Supplied material:
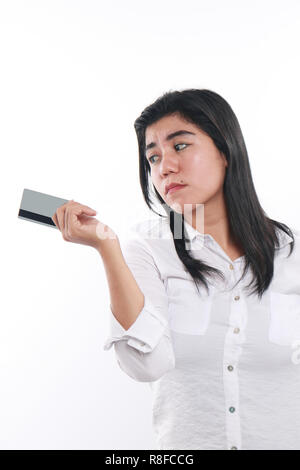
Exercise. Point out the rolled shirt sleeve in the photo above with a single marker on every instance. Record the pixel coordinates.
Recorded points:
(144, 351)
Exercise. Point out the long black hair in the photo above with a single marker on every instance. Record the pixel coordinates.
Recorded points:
(248, 222)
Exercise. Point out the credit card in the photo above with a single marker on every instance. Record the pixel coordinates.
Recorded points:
(39, 207)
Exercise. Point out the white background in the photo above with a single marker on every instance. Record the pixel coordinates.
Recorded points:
(74, 76)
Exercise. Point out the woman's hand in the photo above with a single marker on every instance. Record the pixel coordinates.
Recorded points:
(77, 225)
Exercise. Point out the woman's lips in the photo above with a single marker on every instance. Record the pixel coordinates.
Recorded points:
(175, 188)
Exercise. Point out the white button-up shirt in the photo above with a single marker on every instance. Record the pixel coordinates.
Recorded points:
(224, 368)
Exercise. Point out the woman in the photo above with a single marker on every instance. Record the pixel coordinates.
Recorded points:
(223, 361)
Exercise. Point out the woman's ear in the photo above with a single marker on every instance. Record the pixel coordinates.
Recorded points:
(225, 159)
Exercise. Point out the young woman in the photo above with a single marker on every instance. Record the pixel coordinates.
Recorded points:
(222, 359)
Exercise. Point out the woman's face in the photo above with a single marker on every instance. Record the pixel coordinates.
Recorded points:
(189, 159)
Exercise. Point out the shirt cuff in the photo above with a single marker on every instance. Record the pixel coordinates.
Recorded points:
(144, 334)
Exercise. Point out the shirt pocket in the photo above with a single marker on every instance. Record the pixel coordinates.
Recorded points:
(284, 318)
(189, 311)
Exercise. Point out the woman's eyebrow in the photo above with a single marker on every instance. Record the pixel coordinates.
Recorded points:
(169, 137)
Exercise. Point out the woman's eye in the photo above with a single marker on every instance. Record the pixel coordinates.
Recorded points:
(176, 145)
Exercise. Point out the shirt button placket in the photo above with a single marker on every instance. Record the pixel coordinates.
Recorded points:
(232, 350)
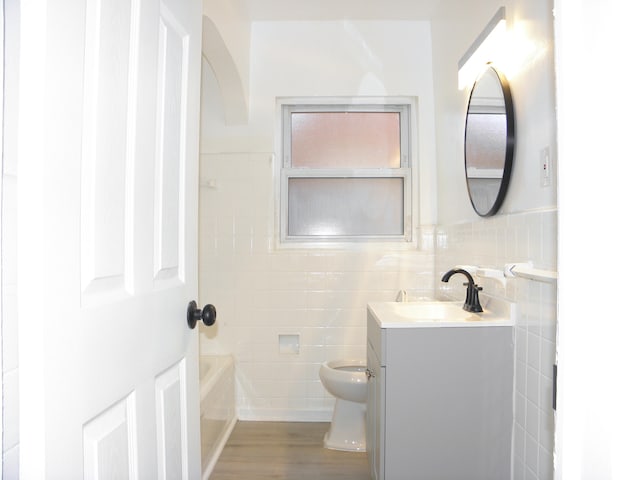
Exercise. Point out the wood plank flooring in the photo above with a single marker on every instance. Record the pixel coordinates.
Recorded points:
(286, 450)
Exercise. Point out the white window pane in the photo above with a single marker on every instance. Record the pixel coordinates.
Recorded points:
(345, 139)
(346, 206)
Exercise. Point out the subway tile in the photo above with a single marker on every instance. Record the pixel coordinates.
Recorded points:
(10, 413)
(10, 463)
(533, 420)
(9, 328)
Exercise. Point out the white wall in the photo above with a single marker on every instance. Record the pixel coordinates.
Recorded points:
(599, 324)
(261, 290)
(531, 75)
(525, 228)
(10, 437)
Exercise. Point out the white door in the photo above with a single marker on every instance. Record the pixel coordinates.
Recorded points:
(107, 208)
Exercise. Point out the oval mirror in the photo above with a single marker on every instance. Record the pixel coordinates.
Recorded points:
(489, 142)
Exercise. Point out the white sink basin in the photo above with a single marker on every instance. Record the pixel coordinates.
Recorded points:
(436, 314)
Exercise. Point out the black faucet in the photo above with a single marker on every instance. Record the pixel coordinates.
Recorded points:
(471, 303)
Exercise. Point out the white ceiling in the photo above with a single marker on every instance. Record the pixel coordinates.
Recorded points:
(318, 10)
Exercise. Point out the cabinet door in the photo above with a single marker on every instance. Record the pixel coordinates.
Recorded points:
(375, 415)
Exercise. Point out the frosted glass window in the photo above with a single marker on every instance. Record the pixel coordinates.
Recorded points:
(346, 206)
(488, 135)
(345, 172)
(345, 139)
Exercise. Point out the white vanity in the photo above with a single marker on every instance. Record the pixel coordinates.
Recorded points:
(440, 391)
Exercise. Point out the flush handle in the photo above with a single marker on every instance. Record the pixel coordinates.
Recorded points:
(208, 314)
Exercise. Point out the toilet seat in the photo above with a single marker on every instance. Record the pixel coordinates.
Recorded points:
(346, 380)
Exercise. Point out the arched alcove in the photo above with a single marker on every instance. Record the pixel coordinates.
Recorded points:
(216, 53)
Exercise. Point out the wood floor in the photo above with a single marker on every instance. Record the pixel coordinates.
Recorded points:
(285, 450)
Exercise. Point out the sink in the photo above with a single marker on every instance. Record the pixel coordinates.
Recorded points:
(432, 311)
(440, 314)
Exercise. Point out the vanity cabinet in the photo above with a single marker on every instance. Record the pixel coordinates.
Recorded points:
(439, 401)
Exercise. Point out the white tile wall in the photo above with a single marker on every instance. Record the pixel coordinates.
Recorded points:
(262, 291)
(493, 242)
(9, 329)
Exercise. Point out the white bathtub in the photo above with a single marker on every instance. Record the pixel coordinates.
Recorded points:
(217, 407)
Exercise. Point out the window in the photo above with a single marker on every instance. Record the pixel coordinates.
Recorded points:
(346, 173)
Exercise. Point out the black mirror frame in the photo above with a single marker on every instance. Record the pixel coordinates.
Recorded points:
(510, 144)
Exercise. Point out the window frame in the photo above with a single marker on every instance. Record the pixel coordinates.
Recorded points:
(405, 107)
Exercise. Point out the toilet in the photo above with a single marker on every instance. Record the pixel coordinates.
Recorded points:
(347, 381)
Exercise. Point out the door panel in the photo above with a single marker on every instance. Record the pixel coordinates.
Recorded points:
(108, 137)
(109, 442)
(172, 102)
(108, 133)
(171, 411)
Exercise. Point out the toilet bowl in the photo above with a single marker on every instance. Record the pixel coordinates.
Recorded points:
(347, 381)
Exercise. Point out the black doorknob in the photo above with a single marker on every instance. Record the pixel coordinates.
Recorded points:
(207, 314)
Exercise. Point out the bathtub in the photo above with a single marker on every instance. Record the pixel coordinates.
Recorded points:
(217, 407)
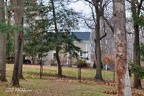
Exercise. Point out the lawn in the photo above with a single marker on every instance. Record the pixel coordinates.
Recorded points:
(51, 85)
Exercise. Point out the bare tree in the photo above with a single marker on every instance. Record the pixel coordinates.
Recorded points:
(18, 17)
(3, 45)
(136, 8)
(124, 88)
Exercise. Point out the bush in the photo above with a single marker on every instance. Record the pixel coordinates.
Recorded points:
(81, 63)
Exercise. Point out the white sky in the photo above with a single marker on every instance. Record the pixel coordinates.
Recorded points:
(83, 8)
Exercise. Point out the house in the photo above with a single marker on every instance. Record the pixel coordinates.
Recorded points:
(50, 59)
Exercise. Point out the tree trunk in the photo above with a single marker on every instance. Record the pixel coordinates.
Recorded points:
(2, 46)
(79, 74)
(21, 63)
(97, 44)
(57, 37)
(58, 62)
(18, 17)
(136, 54)
(3, 58)
(123, 80)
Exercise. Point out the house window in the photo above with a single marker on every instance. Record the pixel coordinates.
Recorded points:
(54, 55)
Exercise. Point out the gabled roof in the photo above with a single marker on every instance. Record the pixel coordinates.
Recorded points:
(84, 36)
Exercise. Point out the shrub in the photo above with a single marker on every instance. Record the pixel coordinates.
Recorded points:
(81, 63)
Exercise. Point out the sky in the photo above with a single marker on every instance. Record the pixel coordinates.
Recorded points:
(83, 8)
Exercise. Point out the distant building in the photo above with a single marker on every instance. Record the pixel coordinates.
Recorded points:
(50, 59)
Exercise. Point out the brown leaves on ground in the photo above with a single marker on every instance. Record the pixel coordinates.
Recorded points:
(110, 83)
(114, 92)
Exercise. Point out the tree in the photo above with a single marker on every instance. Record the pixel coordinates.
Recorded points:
(124, 88)
(136, 13)
(98, 6)
(18, 18)
(3, 44)
(63, 21)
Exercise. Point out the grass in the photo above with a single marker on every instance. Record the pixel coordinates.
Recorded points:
(51, 85)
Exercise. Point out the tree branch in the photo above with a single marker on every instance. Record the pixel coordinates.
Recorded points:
(108, 23)
(103, 36)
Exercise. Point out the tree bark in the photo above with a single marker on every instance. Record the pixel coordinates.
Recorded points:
(123, 80)
(2, 46)
(57, 37)
(18, 17)
(79, 74)
(97, 43)
(21, 62)
(136, 54)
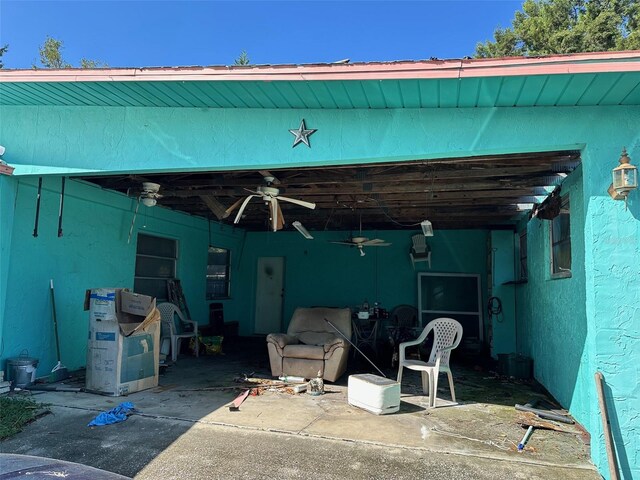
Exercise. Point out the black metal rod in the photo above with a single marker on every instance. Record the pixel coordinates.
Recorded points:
(544, 414)
(61, 208)
(352, 344)
(35, 228)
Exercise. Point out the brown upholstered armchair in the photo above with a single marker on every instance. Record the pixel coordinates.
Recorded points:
(311, 345)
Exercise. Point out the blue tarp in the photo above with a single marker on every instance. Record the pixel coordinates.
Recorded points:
(115, 415)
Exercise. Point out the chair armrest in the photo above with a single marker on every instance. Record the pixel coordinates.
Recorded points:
(281, 339)
(193, 323)
(338, 342)
(404, 345)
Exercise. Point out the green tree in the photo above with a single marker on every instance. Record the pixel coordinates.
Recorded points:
(243, 59)
(3, 50)
(545, 27)
(51, 56)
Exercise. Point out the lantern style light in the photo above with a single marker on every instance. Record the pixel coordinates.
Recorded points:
(427, 228)
(625, 176)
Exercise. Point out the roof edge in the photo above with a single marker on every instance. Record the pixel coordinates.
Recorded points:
(597, 62)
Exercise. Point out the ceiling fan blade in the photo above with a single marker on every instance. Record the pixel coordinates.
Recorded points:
(228, 211)
(274, 214)
(302, 203)
(242, 207)
(373, 241)
(215, 206)
(280, 223)
(266, 173)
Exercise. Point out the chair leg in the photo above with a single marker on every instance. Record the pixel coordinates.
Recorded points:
(453, 391)
(425, 382)
(434, 387)
(174, 349)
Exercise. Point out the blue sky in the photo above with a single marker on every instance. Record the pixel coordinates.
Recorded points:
(172, 33)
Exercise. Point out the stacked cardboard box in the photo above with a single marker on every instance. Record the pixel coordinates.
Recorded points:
(124, 341)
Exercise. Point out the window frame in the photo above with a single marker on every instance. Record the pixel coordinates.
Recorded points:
(565, 209)
(227, 276)
(173, 261)
(523, 269)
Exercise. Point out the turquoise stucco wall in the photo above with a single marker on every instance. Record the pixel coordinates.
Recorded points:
(552, 322)
(504, 324)
(93, 252)
(8, 190)
(600, 328)
(56, 139)
(612, 266)
(321, 273)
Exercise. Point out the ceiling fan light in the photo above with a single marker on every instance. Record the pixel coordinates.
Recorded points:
(303, 231)
(427, 228)
(150, 187)
(149, 201)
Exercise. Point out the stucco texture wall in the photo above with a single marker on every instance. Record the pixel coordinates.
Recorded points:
(93, 252)
(612, 265)
(600, 327)
(318, 272)
(552, 322)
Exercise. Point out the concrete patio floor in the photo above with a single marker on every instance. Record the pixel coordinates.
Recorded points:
(185, 430)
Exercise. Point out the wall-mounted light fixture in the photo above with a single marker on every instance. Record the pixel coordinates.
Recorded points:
(149, 201)
(5, 168)
(303, 231)
(427, 228)
(625, 178)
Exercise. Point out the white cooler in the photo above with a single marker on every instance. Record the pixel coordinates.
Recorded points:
(374, 394)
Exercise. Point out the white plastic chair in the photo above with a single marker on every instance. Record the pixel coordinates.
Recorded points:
(447, 334)
(420, 250)
(168, 311)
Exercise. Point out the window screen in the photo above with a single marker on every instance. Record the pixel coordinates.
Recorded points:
(155, 263)
(218, 273)
(561, 242)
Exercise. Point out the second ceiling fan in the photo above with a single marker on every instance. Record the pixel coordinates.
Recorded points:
(271, 197)
(361, 241)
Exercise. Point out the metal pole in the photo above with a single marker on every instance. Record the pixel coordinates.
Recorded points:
(606, 426)
(351, 343)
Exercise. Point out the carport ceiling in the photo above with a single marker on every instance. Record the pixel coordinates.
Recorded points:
(455, 193)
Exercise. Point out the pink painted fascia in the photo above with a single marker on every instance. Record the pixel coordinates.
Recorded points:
(599, 62)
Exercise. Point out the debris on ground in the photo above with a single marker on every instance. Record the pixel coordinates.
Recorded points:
(545, 414)
(235, 405)
(115, 415)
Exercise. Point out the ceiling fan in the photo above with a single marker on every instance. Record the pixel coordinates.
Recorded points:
(361, 241)
(271, 197)
(149, 195)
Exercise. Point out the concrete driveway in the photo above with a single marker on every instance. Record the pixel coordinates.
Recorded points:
(185, 430)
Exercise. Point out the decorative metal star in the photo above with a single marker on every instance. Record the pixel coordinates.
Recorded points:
(302, 135)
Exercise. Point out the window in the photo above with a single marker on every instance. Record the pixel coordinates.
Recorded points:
(218, 273)
(155, 263)
(561, 242)
(523, 255)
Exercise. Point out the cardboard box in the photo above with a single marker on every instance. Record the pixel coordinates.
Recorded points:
(124, 342)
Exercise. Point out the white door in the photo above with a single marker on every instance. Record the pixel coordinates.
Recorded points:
(269, 295)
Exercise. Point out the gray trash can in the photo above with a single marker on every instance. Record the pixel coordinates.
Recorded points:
(21, 371)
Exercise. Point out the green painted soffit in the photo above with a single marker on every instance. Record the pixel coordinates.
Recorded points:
(619, 88)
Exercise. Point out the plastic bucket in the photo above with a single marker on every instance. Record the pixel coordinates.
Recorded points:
(21, 371)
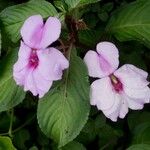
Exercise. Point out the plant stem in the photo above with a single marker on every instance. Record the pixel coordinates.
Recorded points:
(11, 123)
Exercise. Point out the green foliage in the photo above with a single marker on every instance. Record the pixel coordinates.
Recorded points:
(141, 134)
(77, 3)
(63, 112)
(13, 17)
(139, 147)
(64, 120)
(73, 146)
(6, 143)
(20, 138)
(131, 22)
(10, 93)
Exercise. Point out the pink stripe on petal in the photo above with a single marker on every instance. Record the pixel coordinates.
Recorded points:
(132, 77)
(51, 63)
(51, 32)
(30, 83)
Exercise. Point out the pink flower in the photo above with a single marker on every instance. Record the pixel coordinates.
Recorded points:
(117, 90)
(38, 66)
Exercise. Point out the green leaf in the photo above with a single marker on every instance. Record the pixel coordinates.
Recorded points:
(109, 136)
(13, 17)
(136, 118)
(132, 22)
(20, 138)
(63, 112)
(74, 146)
(6, 143)
(139, 147)
(77, 3)
(10, 93)
(0, 42)
(141, 134)
(89, 37)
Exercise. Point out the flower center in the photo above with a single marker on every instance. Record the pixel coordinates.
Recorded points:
(33, 59)
(117, 85)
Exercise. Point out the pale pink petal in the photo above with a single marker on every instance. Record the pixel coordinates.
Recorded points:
(21, 66)
(31, 31)
(24, 51)
(123, 108)
(143, 94)
(42, 85)
(92, 61)
(139, 71)
(51, 32)
(51, 64)
(102, 94)
(29, 84)
(19, 76)
(113, 112)
(108, 57)
(134, 104)
(132, 77)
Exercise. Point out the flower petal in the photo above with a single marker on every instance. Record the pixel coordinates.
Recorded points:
(51, 63)
(92, 61)
(51, 32)
(132, 77)
(134, 104)
(32, 31)
(143, 93)
(30, 83)
(123, 108)
(102, 94)
(108, 57)
(113, 112)
(20, 68)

Requirement: Look above for the line with "Exercise. Point out the plastic", then print it and each line after it down to and including the line with "Exercise. Point out the green foliage". Leave out the pictures and keep the wording exact.

Response area:
Exercise. Point out the plastic bucket in the photo above with a single marker on every instance. Record the pixel coordinates.
Recorded points:
(21, 371)
Exercise. Point out the plant stem in the photo above with a single marker on every instance. Record the pixel coordinates.
Recorded points:
(11, 123)
Exercise. Point out the green foliage in the photo above with a single marker on every instance. Record the pixel coordinates.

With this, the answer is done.